(Provided records)
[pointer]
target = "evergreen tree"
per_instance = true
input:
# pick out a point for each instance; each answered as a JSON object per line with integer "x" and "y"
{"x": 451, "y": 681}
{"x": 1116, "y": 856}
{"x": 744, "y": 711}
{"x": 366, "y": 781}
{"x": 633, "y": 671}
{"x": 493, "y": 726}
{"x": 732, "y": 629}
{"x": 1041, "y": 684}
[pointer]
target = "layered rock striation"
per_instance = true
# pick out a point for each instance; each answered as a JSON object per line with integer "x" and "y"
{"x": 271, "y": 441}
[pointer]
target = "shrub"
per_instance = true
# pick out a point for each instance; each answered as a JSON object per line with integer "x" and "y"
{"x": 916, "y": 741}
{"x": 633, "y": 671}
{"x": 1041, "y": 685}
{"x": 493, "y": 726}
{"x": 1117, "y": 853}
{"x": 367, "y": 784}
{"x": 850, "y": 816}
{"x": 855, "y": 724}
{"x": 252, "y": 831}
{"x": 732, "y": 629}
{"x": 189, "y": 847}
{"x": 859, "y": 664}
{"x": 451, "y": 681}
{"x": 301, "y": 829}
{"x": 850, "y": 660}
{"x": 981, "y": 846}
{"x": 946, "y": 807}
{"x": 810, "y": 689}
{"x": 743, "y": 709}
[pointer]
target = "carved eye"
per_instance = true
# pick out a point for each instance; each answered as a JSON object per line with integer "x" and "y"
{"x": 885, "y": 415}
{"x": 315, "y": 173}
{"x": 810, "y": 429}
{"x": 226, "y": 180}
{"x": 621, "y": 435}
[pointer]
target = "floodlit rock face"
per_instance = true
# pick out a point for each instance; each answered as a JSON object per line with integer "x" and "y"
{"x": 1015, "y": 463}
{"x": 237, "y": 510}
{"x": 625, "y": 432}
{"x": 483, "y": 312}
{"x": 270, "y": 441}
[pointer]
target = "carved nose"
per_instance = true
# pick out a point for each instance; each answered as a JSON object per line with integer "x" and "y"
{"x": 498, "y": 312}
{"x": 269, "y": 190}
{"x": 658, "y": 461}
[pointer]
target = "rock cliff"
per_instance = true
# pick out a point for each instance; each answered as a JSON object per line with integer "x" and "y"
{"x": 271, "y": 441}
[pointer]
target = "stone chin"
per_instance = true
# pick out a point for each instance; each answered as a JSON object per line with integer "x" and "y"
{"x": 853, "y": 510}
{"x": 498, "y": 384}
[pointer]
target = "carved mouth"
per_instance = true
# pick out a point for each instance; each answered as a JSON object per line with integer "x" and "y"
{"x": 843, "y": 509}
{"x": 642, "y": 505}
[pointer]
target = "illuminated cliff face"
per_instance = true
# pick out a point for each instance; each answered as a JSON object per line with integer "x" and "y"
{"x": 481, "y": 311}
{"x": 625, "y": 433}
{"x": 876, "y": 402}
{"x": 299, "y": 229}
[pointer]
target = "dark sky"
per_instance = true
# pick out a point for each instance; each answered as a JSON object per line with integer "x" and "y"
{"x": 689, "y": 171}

(Objective)
Repeat all the entries exactly as given.

(Result below)
[pointer]
target = "evergreen tree"
per_instance = true
input:
# pick out a point for each instance; each answered as a JSON object per line with integer "x" and "y"
{"x": 451, "y": 681}
{"x": 1116, "y": 856}
{"x": 744, "y": 711}
{"x": 366, "y": 781}
{"x": 633, "y": 671}
{"x": 493, "y": 726}
{"x": 732, "y": 629}
{"x": 1041, "y": 684}
[pointer]
target = "layered rock striation"
per_instance = true
# pick out a point for each instance; each answered as a JSON object per line with integer "x" and "y"
{"x": 271, "y": 441}
[pointer]
target = "shrub"
per_instance = true
# pick out a point for each instance; each answered as a JSON object per line with integer "x" and "y"
{"x": 916, "y": 741}
{"x": 633, "y": 671}
{"x": 1041, "y": 685}
{"x": 493, "y": 726}
{"x": 1117, "y": 853}
{"x": 367, "y": 784}
{"x": 850, "y": 816}
{"x": 855, "y": 724}
{"x": 252, "y": 831}
{"x": 732, "y": 629}
{"x": 189, "y": 847}
{"x": 859, "y": 664}
{"x": 451, "y": 681}
{"x": 301, "y": 829}
{"x": 850, "y": 660}
{"x": 981, "y": 846}
{"x": 946, "y": 807}
{"x": 810, "y": 689}
{"x": 743, "y": 709}
[pointer]
target = "carved eye"
per_instance = true
# pick out a point for each instance; each answered as a JSON object per line with integer "x" and "y"
{"x": 885, "y": 415}
{"x": 315, "y": 173}
{"x": 810, "y": 429}
{"x": 226, "y": 180}
{"x": 621, "y": 435}
[pointer]
target = "floodlit rock face"
per_instance = true
# pick out a point for each instance; each answered as a JSON object per line with integer "x" and "y"
{"x": 1015, "y": 463}
{"x": 237, "y": 510}
{"x": 625, "y": 432}
{"x": 483, "y": 312}
{"x": 270, "y": 441}
[pointer]
target = "carved nose"
per_instance = true
# pick out a point for each instance; each answered as a JSON object per line with integer "x" and "y"
{"x": 498, "y": 312}
{"x": 269, "y": 190}
{"x": 658, "y": 461}
[pointer]
target = "rock cliff"
per_instance = true
# pick out a point for each instance; each answered as a JSON object per line with integer "x" and "y"
{"x": 271, "y": 441}
[pointer]
target = "stone chin"
per_instance = true
# pick out a point for each instance; each answered as a JSON object per line with integer "x" and "y"
{"x": 853, "y": 510}
{"x": 498, "y": 384}
[pointer]
target = "carved mouth"
per_instance = true
# pick out a point for each instance; each answered as a JSON object per line with integer "x" and "y"
{"x": 843, "y": 509}
{"x": 642, "y": 505}
[pointer]
target = "illuminated cliff face"
per_instance = true
# pick out a point for each instance; each answered as a JSON object per line with integer "x" and "y"
{"x": 481, "y": 311}
{"x": 625, "y": 433}
{"x": 876, "y": 402}
{"x": 299, "y": 229}
[pointer]
target = "dark sky"
per_instance = true
# pick out a point for each instance; each answered as a JSON object per line with integer "x" and "y"
{"x": 689, "y": 171}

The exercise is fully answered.